───── THE RECORDS ─────

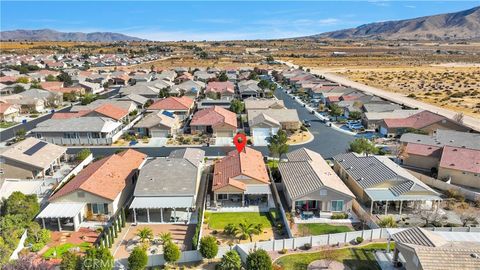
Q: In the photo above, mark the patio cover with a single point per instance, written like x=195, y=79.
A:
x=162, y=202
x=61, y=210
x=257, y=189
x=387, y=195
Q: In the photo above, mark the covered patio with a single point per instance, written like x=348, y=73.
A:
x=383, y=200
x=177, y=210
x=62, y=216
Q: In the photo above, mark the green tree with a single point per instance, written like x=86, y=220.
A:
x=246, y=230
x=237, y=106
x=362, y=145
x=223, y=77
x=138, y=259
x=23, y=205
x=335, y=110
x=145, y=234
x=277, y=144
x=70, y=261
x=259, y=260
x=230, y=261
x=171, y=253
x=97, y=259
x=208, y=247
x=355, y=115
x=50, y=78
x=65, y=78
x=83, y=154
x=23, y=80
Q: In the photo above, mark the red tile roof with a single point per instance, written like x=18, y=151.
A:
x=424, y=150
x=214, y=116
x=111, y=111
x=220, y=87
x=106, y=177
x=69, y=115
x=248, y=163
x=172, y=104
x=417, y=121
x=462, y=159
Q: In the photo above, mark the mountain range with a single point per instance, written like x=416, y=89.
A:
x=52, y=35
x=450, y=26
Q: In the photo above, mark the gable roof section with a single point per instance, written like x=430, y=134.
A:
x=106, y=177
x=248, y=162
x=462, y=159
x=172, y=104
x=307, y=172
x=214, y=116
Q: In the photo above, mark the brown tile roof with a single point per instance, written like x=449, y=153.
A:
x=111, y=111
x=423, y=150
x=248, y=162
x=172, y=104
x=106, y=177
x=214, y=116
x=417, y=121
x=462, y=159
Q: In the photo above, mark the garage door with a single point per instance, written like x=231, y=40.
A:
x=221, y=133
x=159, y=133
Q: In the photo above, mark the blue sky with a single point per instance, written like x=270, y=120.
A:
x=213, y=20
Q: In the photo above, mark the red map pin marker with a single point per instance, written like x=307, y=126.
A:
x=240, y=140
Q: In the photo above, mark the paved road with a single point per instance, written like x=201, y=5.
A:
x=469, y=121
x=327, y=141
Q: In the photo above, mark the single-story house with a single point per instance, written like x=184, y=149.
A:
x=426, y=121
x=30, y=159
x=241, y=180
x=382, y=183
x=158, y=124
x=164, y=197
x=181, y=106
x=224, y=90
x=97, y=193
x=79, y=131
x=216, y=120
x=311, y=185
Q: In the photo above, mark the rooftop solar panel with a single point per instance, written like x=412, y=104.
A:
x=32, y=150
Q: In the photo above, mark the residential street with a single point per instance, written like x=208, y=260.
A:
x=327, y=141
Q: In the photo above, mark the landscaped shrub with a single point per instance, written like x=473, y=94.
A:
x=359, y=240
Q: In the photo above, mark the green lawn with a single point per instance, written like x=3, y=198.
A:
x=7, y=124
x=218, y=221
x=63, y=248
x=321, y=228
x=361, y=258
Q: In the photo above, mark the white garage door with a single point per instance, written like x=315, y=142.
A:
x=159, y=133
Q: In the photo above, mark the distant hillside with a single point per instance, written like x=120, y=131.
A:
x=52, y=35
x=452, y=26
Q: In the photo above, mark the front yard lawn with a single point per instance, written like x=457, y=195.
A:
x=361, y=258
x=322, y=228
x=59, y=250
x=218, y=221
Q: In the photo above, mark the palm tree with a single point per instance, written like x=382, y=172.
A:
x=246, y=230
x=165, y=237
x=145, y=234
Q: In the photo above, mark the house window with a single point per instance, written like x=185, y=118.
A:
x=222, y=196
x=99, y=208
x=337, y=206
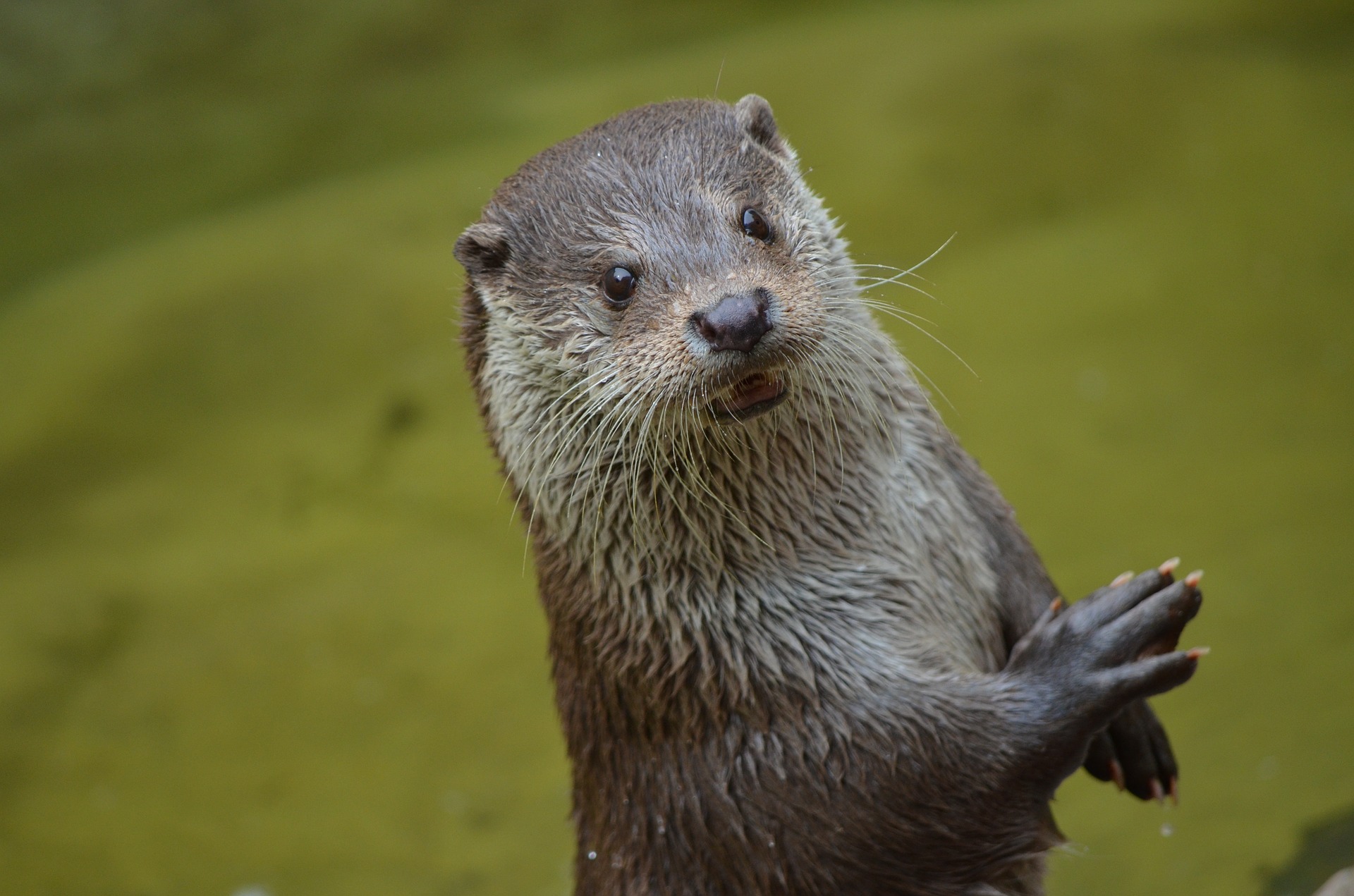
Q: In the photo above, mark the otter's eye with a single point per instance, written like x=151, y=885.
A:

─────

> TASK ITEM: Extract all lines of the records above that include "green".

> RESPONSE BELOW:
Q: In the photo above, mark the green tree with a single point per instance, written like x=86, y=220.
Q: In the photo above, mark the green lawn with a single point per instance, written like x=3, y=198.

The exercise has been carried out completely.